### Esercizi scritti
**1)** Rispondi alle domande seguenti in base all'articolo.
(a) In quale data è stato siglato l'accordo di riconciliazione tra Fatah e Hamas?
(b) In che tipo di seduta si è riunito il governo Netanyahu?
(c) Quale aspetto dei rapporti con l'Autorità nazionale resterà escluso dall'interruzione dei contatti?
**2)** Secondo l'articolo, perché il coordinamento di sicurezza fa eccezione all'interruzione dei contatti con l'Autorità nazionale? Spiegalo in una o due frasi.
**3)** Elenca tutti i soggetti politici palestinesi (partiti, movimenti, istituzioni, governi) nominati nell'articolo.

### Articolo
Il governo Netanyahu, riunito in seduta di emergenza la scorsa notte,
ha già deciso le misure che adotterà dopo l’annuncio, previsto oggi,
del nuovo esecutivo palestinese frutto dell’accordo di riconciliazione
tra il partito laico Fatah e il movimento islamico Hamas siglato lo
scorso 23 aprile. La stampa riferisce che saranno interrotti tutti i contatti con l’Autorità nazionale del presidente Mahmud Abbas, ad
eccezione, naturalmente, del coordinamento di sicurezza, l’unico aspetto
che davvero interessa a Israele. Inoltre sarà limitato il
trasferimento dei fondi palestinesi raccolti con tasse e dazi doganali
per il transito delle merci e per altre attività commerciali ed
economiche da e per i Territori occupati.

### Righe elencate

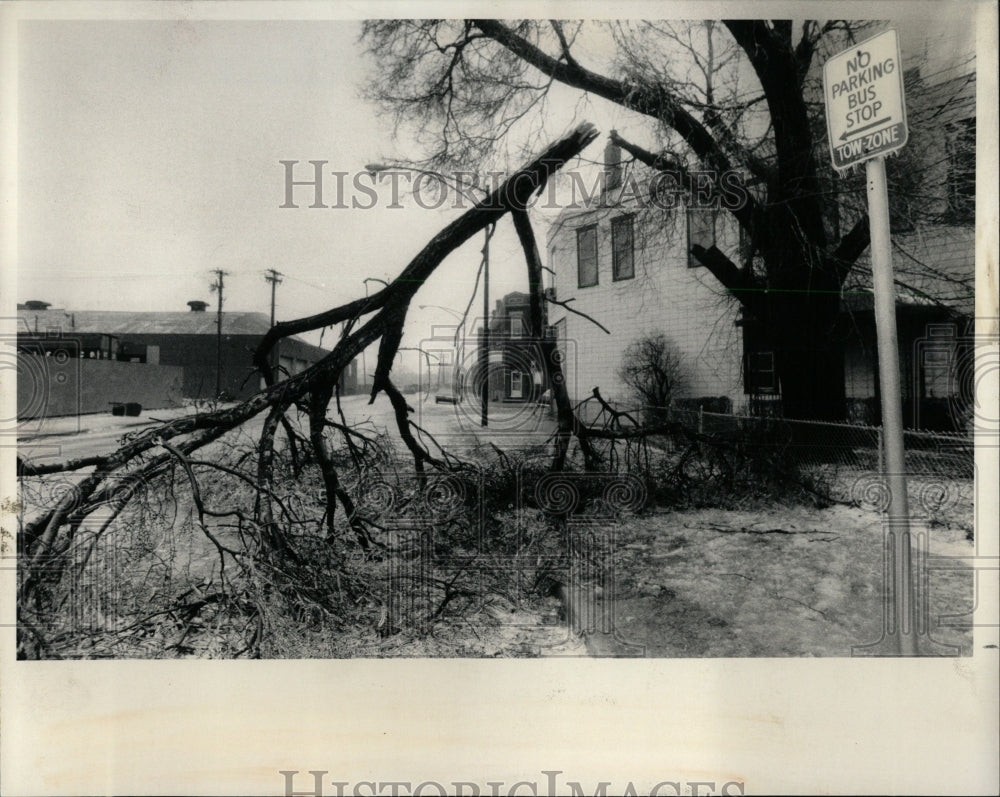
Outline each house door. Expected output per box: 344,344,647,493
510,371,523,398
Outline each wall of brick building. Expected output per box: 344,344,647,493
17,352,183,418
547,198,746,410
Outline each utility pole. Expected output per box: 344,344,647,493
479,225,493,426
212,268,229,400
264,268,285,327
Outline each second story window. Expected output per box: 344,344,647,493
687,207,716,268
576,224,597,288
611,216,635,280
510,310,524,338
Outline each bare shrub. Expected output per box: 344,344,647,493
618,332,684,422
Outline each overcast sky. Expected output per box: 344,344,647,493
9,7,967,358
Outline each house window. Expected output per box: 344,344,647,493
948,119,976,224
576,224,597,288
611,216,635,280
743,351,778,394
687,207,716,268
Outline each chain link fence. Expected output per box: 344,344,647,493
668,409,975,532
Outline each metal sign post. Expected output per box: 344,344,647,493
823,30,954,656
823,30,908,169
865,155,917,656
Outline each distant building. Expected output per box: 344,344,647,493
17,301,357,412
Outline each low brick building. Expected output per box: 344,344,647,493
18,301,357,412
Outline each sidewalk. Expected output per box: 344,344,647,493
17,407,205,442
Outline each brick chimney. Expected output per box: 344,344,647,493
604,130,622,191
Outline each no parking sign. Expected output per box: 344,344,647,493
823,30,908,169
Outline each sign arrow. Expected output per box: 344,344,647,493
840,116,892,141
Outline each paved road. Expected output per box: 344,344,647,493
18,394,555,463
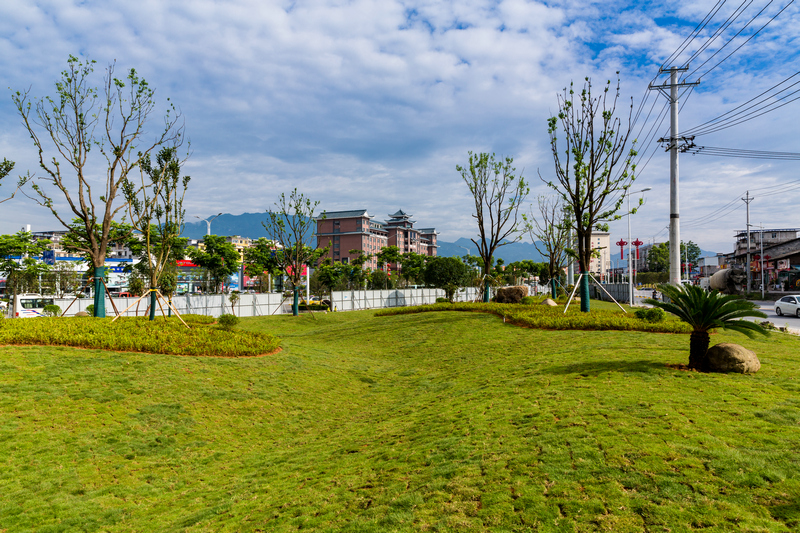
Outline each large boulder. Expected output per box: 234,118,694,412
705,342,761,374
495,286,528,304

--

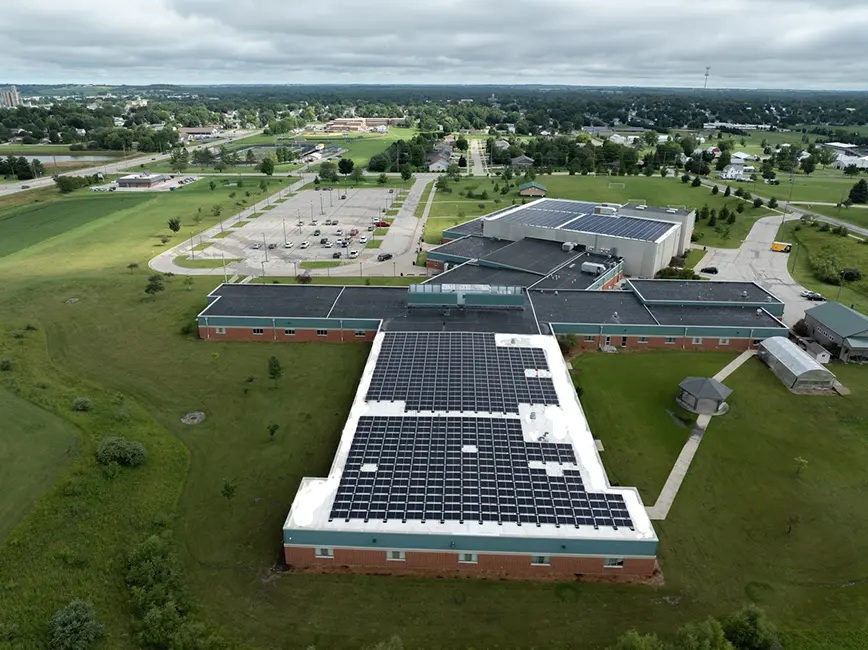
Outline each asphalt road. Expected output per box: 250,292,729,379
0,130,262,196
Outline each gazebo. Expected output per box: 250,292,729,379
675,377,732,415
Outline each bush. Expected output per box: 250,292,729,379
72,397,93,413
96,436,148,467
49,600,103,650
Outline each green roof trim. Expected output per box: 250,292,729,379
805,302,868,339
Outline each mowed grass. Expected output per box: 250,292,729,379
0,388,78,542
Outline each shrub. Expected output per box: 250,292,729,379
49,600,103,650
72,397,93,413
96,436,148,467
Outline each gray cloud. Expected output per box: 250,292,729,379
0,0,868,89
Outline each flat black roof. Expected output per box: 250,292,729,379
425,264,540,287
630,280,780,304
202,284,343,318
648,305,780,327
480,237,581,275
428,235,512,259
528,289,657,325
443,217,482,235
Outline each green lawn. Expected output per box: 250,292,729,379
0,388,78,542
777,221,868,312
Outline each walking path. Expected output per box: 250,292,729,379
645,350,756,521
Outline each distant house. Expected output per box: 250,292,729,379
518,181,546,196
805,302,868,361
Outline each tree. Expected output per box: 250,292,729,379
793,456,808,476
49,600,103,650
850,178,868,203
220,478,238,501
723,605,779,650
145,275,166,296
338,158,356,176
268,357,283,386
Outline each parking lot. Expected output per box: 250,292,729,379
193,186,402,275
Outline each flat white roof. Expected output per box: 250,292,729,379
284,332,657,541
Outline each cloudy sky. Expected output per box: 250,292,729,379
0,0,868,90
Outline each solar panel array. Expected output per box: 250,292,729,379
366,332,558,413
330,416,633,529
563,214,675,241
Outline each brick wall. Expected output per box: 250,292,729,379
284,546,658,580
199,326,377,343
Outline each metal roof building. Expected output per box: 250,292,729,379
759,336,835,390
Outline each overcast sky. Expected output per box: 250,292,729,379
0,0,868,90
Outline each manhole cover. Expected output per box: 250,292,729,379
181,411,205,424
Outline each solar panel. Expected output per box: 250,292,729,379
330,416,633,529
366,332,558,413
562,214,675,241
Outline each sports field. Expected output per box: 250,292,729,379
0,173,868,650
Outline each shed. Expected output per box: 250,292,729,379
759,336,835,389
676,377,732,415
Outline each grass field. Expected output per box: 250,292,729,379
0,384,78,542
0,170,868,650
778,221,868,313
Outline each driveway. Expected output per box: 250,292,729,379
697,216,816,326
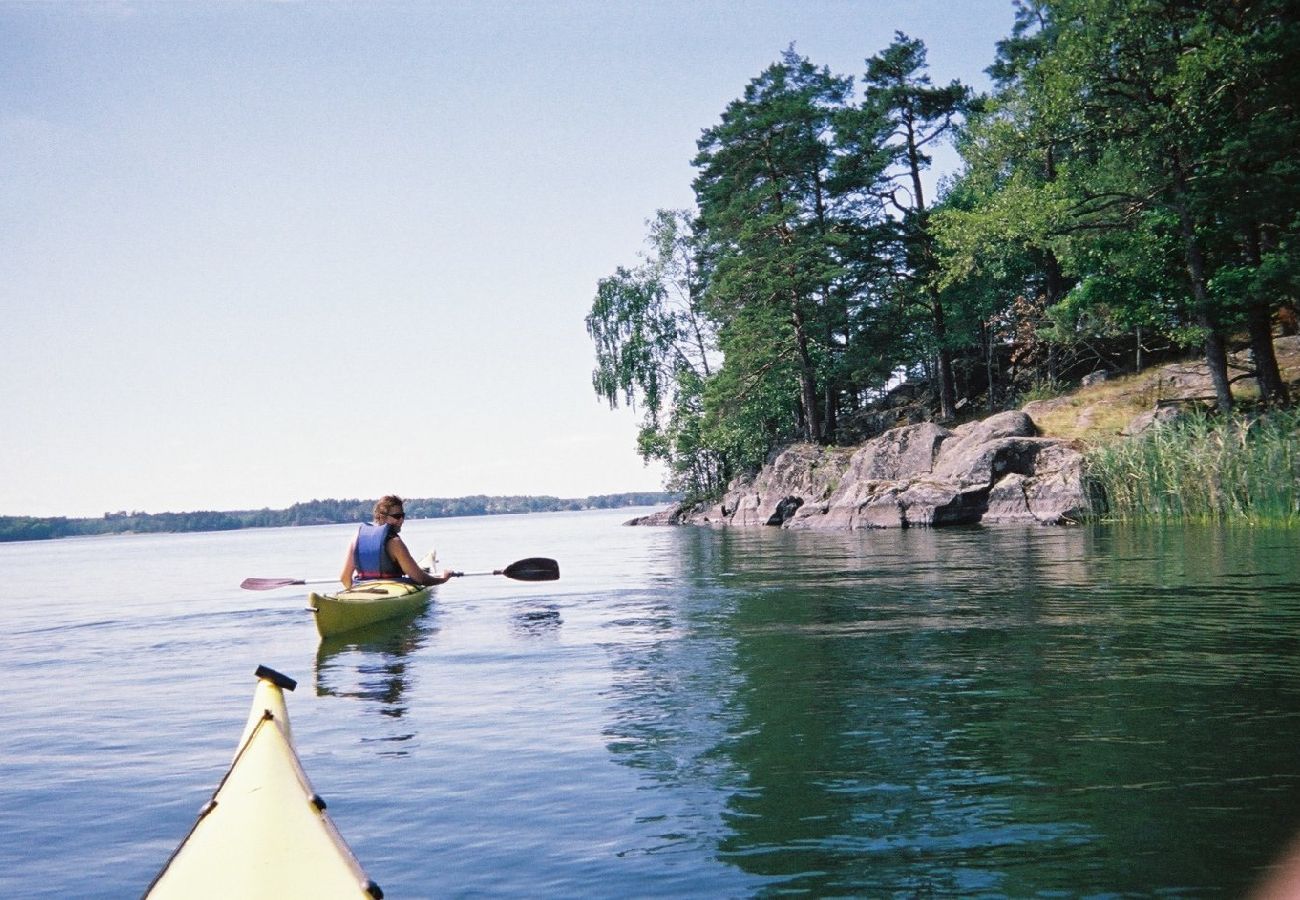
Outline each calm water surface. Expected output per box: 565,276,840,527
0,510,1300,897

...

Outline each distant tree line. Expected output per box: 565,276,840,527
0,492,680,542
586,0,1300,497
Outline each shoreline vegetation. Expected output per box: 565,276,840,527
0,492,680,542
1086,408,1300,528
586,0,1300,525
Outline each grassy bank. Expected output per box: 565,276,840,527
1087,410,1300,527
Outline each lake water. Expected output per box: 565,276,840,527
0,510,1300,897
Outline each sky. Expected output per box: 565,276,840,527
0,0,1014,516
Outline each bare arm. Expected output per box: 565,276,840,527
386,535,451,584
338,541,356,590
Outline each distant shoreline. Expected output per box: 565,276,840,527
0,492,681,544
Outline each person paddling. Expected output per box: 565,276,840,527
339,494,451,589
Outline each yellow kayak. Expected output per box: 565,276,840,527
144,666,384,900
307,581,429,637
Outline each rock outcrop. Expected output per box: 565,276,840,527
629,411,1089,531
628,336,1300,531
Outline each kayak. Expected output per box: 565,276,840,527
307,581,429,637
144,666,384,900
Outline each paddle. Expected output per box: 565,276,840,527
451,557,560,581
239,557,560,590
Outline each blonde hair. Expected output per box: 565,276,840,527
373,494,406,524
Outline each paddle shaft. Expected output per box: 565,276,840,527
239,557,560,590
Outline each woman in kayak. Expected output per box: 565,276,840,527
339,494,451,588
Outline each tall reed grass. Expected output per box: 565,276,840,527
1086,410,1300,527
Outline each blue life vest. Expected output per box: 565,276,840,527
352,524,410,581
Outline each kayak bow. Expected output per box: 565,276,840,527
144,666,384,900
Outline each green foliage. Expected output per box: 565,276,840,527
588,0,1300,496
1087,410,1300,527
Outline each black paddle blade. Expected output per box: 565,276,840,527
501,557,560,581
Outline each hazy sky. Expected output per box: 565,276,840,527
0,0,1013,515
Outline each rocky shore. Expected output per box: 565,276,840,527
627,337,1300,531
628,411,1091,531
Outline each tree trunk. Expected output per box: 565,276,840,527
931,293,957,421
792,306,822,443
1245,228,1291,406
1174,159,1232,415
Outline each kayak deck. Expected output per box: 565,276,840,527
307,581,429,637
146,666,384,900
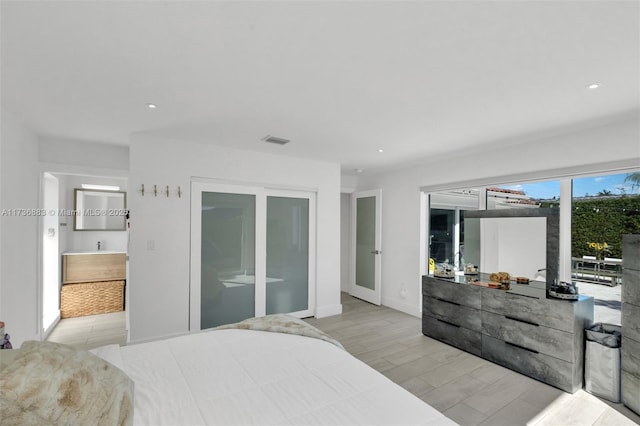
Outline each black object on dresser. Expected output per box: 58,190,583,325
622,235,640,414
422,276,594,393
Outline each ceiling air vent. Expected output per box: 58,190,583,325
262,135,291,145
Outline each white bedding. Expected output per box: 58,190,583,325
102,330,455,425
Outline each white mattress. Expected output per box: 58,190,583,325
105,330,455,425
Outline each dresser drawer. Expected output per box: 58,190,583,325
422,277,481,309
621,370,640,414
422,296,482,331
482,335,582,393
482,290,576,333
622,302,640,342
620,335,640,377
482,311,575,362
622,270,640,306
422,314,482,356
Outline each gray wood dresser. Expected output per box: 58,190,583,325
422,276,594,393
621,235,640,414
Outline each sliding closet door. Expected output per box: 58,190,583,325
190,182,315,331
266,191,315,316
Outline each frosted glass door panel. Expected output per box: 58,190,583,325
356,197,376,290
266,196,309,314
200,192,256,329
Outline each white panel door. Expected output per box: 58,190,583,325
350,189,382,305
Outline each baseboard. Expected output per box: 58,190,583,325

### Soluzioni svolte
**1)**
(a) Il 23 aprile.
(b) In una seduta di emergenza, la notte precedente.
(c) Il coordinamento di sicurezza.

**2)** Il coordinamento di sicurezza viene mantenuto perché è l'unico aspetto che interessa davvero a Israele.

**3)**
- il nuovo esecutivo palestinese
- il partito laico Fatah
- il movimento islamico Hamas
- l'Autorità nazionale del presidente Mahmud Abbas